* start EXTRACTED INFORMATION *
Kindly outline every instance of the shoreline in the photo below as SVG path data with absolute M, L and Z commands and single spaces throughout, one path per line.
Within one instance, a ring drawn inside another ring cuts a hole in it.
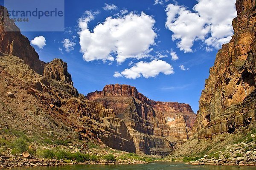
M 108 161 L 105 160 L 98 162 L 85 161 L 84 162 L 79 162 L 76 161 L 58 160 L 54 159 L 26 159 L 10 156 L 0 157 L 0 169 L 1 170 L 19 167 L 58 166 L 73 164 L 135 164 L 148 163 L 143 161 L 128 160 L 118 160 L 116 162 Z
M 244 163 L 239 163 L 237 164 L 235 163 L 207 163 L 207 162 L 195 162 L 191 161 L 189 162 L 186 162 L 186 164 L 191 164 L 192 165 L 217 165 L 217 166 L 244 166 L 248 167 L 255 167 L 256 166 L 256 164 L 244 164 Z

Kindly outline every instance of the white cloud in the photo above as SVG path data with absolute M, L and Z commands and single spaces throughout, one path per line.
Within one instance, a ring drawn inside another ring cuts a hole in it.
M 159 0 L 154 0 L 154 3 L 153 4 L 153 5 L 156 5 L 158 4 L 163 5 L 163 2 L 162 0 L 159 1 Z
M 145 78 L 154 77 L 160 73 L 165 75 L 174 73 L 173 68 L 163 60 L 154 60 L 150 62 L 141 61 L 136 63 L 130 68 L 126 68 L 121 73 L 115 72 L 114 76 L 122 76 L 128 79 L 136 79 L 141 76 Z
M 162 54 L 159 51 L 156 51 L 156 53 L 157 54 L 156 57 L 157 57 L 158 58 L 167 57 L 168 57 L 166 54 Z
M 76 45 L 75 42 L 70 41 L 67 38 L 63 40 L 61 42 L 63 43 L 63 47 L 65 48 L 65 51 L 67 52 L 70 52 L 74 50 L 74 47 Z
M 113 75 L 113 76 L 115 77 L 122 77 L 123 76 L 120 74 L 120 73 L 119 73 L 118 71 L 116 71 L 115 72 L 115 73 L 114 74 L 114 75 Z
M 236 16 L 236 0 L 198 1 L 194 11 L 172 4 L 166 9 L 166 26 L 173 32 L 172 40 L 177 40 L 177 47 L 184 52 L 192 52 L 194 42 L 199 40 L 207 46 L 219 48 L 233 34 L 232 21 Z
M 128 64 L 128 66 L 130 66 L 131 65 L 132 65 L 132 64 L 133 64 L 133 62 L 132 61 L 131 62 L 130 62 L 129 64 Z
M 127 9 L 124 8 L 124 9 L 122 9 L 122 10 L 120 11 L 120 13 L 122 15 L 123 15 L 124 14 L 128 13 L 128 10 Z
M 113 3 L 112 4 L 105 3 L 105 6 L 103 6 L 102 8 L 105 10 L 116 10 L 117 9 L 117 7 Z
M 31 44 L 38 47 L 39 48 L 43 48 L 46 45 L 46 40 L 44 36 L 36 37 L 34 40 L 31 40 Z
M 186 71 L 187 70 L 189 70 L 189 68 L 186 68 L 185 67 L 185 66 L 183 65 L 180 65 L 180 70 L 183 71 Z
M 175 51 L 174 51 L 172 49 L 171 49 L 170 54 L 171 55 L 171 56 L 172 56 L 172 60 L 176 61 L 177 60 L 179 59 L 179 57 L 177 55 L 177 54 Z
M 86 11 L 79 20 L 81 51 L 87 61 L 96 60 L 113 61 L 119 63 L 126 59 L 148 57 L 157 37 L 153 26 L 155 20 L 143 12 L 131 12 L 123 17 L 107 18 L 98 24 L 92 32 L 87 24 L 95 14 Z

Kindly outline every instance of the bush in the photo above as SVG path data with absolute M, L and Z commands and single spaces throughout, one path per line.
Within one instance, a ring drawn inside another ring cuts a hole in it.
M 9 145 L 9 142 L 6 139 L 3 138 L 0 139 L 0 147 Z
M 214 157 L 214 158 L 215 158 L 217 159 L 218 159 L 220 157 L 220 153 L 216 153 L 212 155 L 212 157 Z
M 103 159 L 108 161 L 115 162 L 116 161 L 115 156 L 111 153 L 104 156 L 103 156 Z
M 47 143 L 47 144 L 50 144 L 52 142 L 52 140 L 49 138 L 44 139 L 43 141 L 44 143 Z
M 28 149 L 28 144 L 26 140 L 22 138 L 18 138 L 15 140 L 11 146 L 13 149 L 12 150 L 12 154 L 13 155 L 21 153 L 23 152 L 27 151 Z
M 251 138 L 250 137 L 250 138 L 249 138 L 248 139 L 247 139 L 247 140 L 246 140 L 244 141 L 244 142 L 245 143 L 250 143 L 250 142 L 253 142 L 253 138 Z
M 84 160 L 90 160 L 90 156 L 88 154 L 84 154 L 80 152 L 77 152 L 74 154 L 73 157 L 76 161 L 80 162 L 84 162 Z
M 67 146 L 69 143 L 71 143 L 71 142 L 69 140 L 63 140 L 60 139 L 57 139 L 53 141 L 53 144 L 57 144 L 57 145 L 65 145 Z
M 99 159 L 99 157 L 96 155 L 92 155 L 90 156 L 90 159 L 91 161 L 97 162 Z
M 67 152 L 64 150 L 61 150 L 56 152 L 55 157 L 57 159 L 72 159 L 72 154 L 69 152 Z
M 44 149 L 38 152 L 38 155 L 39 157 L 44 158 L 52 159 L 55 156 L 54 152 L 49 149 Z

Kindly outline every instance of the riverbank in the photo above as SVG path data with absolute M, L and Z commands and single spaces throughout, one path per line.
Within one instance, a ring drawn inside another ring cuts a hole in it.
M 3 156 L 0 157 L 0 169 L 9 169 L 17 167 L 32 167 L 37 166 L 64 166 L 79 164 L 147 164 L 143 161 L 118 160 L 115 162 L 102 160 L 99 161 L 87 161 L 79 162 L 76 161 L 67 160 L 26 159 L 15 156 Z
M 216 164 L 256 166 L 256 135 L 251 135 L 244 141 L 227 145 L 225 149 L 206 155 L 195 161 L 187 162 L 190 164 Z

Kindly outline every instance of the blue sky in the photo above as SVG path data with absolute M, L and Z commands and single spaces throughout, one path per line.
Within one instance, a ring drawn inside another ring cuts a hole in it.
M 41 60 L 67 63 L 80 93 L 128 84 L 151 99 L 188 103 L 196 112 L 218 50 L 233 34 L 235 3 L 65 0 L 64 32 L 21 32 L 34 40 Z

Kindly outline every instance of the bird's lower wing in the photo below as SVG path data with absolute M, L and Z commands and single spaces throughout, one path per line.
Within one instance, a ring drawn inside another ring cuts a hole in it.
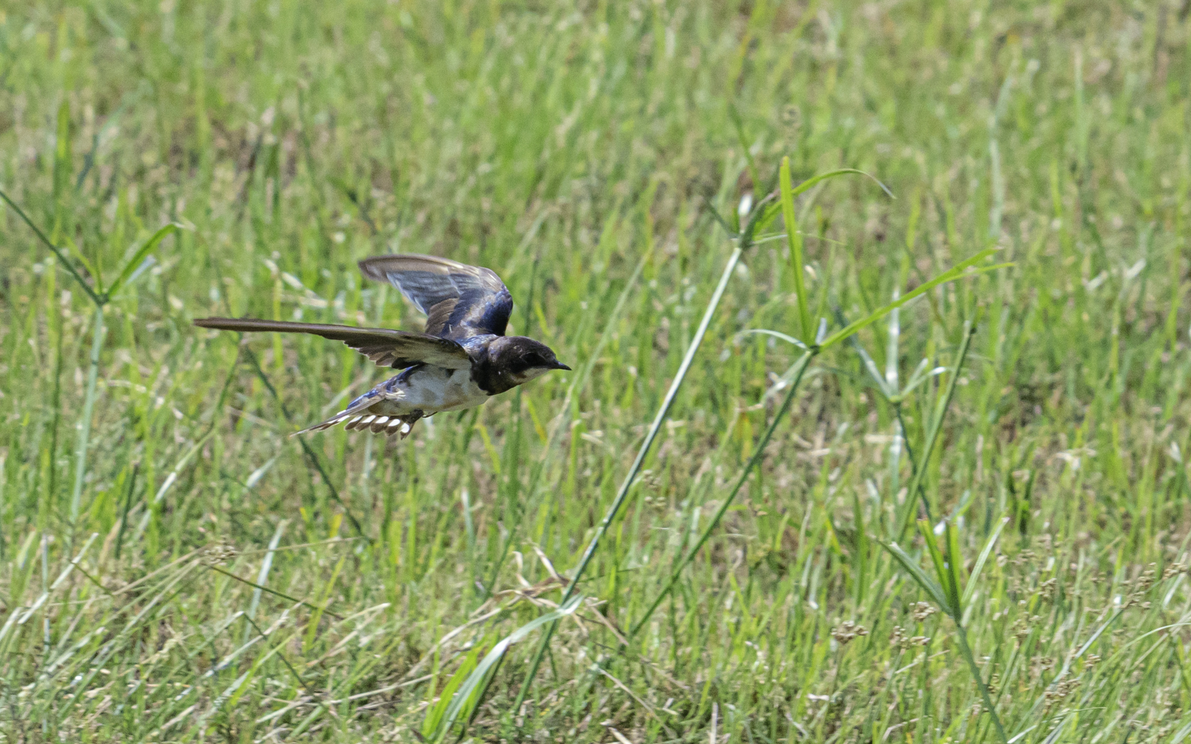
* end EXTRACTED INFORMATION *
**EXERCISE INSTRUCTIONS:** Turn the lines above into a numbered list, skipping the blank lines and leaving out the pictures.

**EXERCISE SOLUTION:**
1. Kindly outline every instance of the shoreline in the photo below as SVG path data with absolute M, L and Z commands and single spaces throughout, one path per line.
2. Within one instance, a ring drawn inside another ring cuts a hole in it.
3. M 108 161 L 105 160 L 98 162 L 85 161 L 84 162 L 79 162 L 76 161 L 58 160 L 54 159 L 26 159 L 10 156 L 0 157 L 0 169 L 1 170 L 19 167 L 58 166 L 73 164 L 135 164 L 148 163 L 143 161 L 128 160 L 118 160 L 116 162 Z
4. M 244 163 L 239 163 L 237 164 L 235 163 L 207 163 L 207 162 L 195 162 L 191 161 L 189 162 L 186 162 L 186 164 L 191 164 L 192 165 L 217 165 L 217 166 L 244 166 L 248 167 L 255 167 L 256 166 L 256 164 L 244 164 Z
5. Kindly outline every instance of the white cloud in the photo above as SVG path data with absolute M, L and Z commands and single spaces throughout, one path per line.
6. Within one instance, a ring drawn inside another ring cuts a hole in it.
7. M 159 0 L 154 0 L 154 3 L 153 4 L 153 5 L 156 5 L 158 4 L 163 5 L 163 2 L 162 0 L 159 1 Z
8. M 145 78 L 154 77 L 160 73 L 165 75 L 174 73 L 173 68 L 163 60 L 154 60 L 150 62 L 141 61 L 136 63 L 130 68 L 126 68 L 121 73 L 115 72 L 114 76 L 122 76 L 128 79 L 136 79 L 141 76 Z
9. M 162 54 L 159 51 L 156 51 L 156 53 L 157 54 L 156 57 L 157 57 L 158 58 L 167 57 L 168 57 L 166 54 Z
10. M 76 45 L 75 42 L 70 41 L 67 38 L 63 40 L 61 42 L 63 43 L 63 47 L 65 48 L 65 51 L 67 52 L 70 52 L 74 50 L 74 47 Z
11. M 113 75 L 113 76 L 115 77 L 122 77 L 123 76 L 120 74 L 120 73 L 119 73 L 118 71 L 116 71 L 115 72 L 115 73 L 114 74 L 114 75 Z
12. M 236 16 L 236 0 L 198 1 L 194 11 L 172 4 L 166 9 L 166 26 L 173 32 L 172 40 L 177 40 L 177 47 L 184 52 L 192 52 L 194 42 L 199 40 L 207 46 L 219 48 L 233 34 L 232 21 Z
13. M 128 64 L 128 66 L 130 66 L 131 65 L 132 65 L 132 64 L 133 64 L 133 62 L 132 61 L 131 62 L 130 62 L 129 64 Z
14. M 127 9 L 124 8 L 124 9 L 122 9 L 122 10 L 120 11 L 120 13 L 122 15 L 123 15 L 124 14 L 128 13 L 128 10 Z
15. M 113 3 L 112 4 L 105 3 L 105 6 L 103 6 L 102 8 L 105 10 L 116 10 L 117 9 L 117 7 Z
16. M 31 44 L 38 47 L 39 48 L 43 48 L 46 45 L 46 40 L 44 36 L 36 37 L 34 40 L 31 40 Z
17. M 186 71 L 187 70 L 189 70 L 189 68 L 186 68 L 185 67 L 185 66 L 183 65 L 180 65 L 180 70 L 183 71 Z
18. M 175 51 L 174 51 L 172 49 L 171 49 L 170 54 L 171 55 L 171 56 L 172 56 L 172 60 L 176 61 L 177 60 L 179 59 L 179 57 L 177 55 L 177 54 Z
19. M 86 11 L 79 20 L 81 51 L 87 61 L 96 60 L 113 61 L 119 63 L 126 59 L 148 57 L 157 37 L 153 26 L 155 20 L 143 12 L 131 12 L 123 17 L 107 18 L 98 24 L 92 32 L 87 24 L 95 14 Z
20. Kindly outline every instance of the bush in the photo above as SVG path data with absolute M, L and Z commands and single spaces throughout, one path per line.
21. Within one instance, a ring drawn inside another ring cuts a hole in it.
22. M 9 145 L 9 142 L 6 139 L 3 138 L 0 139 L 0 147 Z
23. M 214 157 L 214 158 L 215 158 L 217 159 L 218 159 L 220 157 L 220 153 L 216 153 L 212 155 L 212 157 Z
24. M 103 159 L 108 161 L 115 162 L 116 161 L 115 156 L 111 153 L 104 156 L 103 156 Z
25. M 47 143 L 47 144 L 50 144 L 52 142 L 52 140 L 49 138 L 44 139 L 43 141 L 44 143 Z
26. M 28 149 L 28 144 L 26 140 L 22 138 L 18 138 L 15 140 L 11 146 L 13 149 L 12 150 L 12 154 L 13 155 L 21 153 L 23 152 L 27 151 Z
27. M 251 138 L 250 137 L 250 138 L 249 138 L 248 139 L 247 139 L 247 140 L 246 140 L 244 141 L 244 142 L 245 143 L 250 143 L 250 142 L 253 142 L 253 138 Z
28. M 84 160 L 90 160 L 90 156 L 88 154 L 84 154 L 80 152 L 77 152 L 74 154 L 73 157 L 76 161 L 80 162 L 84 162 Z
29. M 67 146 L 69 143 L 71 143 L 71 142 L 69 140 L 63 140 L 60 139 L 57 139 L 53 141 L 53 144 L 57 144 L 57 145 L 65 145 Z
30. M 99 159 L 99 157 L 96 155 L 92 155 L 90 156 L 90 159 L 91 161 L 97 162 Z
31. M 67 152 L 64 150 L 61 150 L 56 152 L 55 157 L 57 159 L 72 159 L 72 154 L 69 152 Z
32. M 44 149 L 38 152 L 38 155 L 39 157 L 44 158 L 52 159 L 55 156 L 54 152 L 49 149 Z
33. Kindly outline every instance of the riverbank in the photo above as SVG path data with absolute M, L and Z commands and single spaces throughout, one path per line.
34. Within one instance, a ring drawn inside another ring cuts a hole in it.
35. M 3 156 L 0 157 L 0 169 L 9 169 L 17 167 L 32 167 L 37 166 L 64 166 L 79 164 L 147 164 L 143 161 L 118 160 L 115 162 L 102 160 L 99 161 L 87 161 L 79 162 L 76 161 L 67 160 L 26 159 L 15 156 Z
36. M 216 164 L 256 166 L 256 135 L 251 135 L 244 141 L 227 145 L 225 149 L 206 155 L 195 161 L 187 162 L 190 164 Z
37. Kindly outline every instance of the blue sky in the photo above as SVG path data with absolute M, L and Z commands and single spaces throughout, one path per line.
38. Within one instance, a ring drawn inside another ring cuts a hole in it.
39. M 41 60 L 67 63 L 80 93 L 128 84 L 151 99 L 188 103 L 196 112 L 218 50 L 233 34 L 235 3 L 65 0 L 64 32 L 21 32 L 34 40 Z
40. Kindly outline every instance of the bird's lower wing in the photo below as SVG path data with absolute M, L and Z commands and single spaces throughout, one path per line.
41. Within one instance, a ring drawn inside another ring cuts a hole in it.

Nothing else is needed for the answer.